[Recorded information — start]

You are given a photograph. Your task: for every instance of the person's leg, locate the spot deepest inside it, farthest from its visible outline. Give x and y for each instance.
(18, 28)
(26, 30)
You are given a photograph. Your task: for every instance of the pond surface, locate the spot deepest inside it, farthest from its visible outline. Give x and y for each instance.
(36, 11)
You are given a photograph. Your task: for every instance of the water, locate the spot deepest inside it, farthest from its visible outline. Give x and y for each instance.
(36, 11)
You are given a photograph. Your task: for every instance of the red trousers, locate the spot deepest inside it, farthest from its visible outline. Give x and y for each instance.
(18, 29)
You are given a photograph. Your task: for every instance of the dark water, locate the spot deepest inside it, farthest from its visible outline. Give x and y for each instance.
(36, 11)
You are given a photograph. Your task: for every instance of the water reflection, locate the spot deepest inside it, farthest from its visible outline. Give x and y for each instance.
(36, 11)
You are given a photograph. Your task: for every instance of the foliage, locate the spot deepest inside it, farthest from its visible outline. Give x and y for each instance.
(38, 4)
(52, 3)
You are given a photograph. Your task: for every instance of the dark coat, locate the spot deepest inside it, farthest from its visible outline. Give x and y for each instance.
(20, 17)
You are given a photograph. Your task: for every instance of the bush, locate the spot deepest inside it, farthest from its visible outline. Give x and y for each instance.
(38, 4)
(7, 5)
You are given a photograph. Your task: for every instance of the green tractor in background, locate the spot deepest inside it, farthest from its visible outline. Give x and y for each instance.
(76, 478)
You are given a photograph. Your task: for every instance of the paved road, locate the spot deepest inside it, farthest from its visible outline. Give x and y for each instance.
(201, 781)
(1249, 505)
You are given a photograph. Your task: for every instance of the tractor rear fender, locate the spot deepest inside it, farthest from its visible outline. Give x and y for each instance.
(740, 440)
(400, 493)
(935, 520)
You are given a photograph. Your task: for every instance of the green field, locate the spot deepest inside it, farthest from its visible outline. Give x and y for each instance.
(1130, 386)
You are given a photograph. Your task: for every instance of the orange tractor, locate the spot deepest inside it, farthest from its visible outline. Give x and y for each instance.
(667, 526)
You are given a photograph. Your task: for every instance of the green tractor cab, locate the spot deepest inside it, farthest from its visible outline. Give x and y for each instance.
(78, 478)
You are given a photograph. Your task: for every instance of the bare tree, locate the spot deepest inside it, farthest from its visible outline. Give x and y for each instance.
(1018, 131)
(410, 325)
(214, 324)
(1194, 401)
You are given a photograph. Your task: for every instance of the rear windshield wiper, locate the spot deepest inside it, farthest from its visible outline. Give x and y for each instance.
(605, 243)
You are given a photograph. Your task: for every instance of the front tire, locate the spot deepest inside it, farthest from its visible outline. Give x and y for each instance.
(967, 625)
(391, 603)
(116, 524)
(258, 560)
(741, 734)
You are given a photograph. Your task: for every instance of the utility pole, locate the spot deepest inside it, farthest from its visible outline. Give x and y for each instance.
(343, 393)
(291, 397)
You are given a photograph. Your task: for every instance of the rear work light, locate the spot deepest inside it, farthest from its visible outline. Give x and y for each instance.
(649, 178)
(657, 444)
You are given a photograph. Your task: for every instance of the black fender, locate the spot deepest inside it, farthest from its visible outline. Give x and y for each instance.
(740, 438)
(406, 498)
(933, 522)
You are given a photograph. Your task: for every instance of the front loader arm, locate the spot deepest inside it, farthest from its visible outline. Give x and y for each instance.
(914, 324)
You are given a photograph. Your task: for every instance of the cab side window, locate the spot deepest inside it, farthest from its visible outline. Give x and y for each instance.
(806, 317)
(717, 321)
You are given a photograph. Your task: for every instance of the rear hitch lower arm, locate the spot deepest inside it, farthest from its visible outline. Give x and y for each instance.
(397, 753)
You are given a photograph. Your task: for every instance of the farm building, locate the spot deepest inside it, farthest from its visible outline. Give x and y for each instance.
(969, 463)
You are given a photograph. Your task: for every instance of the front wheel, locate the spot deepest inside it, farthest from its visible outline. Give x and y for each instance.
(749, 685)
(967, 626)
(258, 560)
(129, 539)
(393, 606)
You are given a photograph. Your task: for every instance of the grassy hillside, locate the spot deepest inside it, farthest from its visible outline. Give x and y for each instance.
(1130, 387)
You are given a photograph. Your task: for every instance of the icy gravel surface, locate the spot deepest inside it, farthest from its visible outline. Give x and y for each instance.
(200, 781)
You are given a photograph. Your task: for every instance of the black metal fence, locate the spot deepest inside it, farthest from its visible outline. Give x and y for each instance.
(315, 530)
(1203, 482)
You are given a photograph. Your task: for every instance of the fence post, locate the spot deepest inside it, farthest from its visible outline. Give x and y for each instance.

[Recorded information — finish]

» **Work request**: Would you return, unchanged, the lines from the one containing "of the grassy" through the end of the entries?

» **Completed task**:
You are given a photograph. Your task: for every instance of the grassy hillside, locate the spot deepest inside it, farthest from its visible outline. Give x and y for each instance.
(1130, 387)
You are given a photograph. Your task: for every instance of the icy gravel surface, locate the spot deepest inside it, farthest from its visible outline. Give x and y for each instance.
(200, 781)
You are given a photograph. Your task: for every instance of the black metal fence, locate the spot deepest inside it, farthest from its visible outline. Give x and y for each instance.
(315, 530)
(1203, 482)
You are given a photograph. Your task: for every instance of the fence post, locate the spot deepest inside it, farthest from its visible outline. Give x and y for each instance.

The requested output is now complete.